● Written request:
Collect every line below that contains the word "walking", and list each one as it appears.

● Material to process:
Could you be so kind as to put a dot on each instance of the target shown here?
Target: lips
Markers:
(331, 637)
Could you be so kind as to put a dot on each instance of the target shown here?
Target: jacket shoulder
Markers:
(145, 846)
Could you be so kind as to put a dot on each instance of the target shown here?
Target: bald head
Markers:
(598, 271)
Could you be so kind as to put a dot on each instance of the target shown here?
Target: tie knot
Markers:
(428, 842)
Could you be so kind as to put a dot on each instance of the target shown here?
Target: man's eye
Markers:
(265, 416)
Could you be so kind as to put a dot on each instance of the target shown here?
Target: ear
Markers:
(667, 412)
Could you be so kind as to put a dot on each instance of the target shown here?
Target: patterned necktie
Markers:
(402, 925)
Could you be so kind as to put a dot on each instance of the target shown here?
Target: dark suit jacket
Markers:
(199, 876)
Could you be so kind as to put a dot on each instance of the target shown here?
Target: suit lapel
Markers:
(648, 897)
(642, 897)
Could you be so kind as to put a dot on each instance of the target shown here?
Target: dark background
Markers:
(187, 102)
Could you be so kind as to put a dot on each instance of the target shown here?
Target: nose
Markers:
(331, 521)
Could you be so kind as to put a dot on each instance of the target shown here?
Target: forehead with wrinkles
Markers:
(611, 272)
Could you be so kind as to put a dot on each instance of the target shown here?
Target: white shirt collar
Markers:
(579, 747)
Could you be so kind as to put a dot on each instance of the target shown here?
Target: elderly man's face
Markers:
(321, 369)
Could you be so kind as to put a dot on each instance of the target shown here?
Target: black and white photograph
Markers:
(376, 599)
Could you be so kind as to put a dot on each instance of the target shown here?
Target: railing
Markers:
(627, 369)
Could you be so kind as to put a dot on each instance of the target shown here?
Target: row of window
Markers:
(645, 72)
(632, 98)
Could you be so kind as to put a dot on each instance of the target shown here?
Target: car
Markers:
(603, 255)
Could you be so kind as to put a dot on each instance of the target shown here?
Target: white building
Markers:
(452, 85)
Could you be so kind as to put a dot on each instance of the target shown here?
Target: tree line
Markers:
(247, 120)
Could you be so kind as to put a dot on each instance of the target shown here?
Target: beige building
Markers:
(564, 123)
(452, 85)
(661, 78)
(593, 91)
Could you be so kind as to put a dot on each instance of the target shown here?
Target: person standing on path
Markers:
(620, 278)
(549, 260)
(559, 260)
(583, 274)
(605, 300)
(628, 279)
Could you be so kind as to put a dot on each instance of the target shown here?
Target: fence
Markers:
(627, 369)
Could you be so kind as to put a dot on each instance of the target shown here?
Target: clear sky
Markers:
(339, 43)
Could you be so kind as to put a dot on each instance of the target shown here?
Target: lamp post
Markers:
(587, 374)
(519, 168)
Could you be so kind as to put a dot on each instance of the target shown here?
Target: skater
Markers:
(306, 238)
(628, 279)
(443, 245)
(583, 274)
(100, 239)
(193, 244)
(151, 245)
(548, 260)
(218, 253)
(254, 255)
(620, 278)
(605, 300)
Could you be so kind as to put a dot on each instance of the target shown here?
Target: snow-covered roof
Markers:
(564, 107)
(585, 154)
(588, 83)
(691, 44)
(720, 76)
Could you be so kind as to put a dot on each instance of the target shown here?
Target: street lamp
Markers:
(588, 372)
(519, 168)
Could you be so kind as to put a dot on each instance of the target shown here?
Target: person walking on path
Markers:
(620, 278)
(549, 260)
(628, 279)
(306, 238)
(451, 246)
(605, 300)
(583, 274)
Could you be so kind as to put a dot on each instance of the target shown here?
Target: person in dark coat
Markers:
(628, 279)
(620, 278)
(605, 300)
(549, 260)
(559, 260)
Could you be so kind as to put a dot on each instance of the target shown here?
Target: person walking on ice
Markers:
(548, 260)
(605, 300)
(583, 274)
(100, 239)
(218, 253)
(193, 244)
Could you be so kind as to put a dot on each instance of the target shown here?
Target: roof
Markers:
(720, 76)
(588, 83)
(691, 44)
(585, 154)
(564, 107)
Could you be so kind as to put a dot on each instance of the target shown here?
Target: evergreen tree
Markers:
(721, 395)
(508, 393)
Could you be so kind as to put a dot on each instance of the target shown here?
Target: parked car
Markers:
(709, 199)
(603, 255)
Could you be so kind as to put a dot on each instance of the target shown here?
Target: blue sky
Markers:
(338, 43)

● Complete output:
Target: person walking on path
Target: person walking on ice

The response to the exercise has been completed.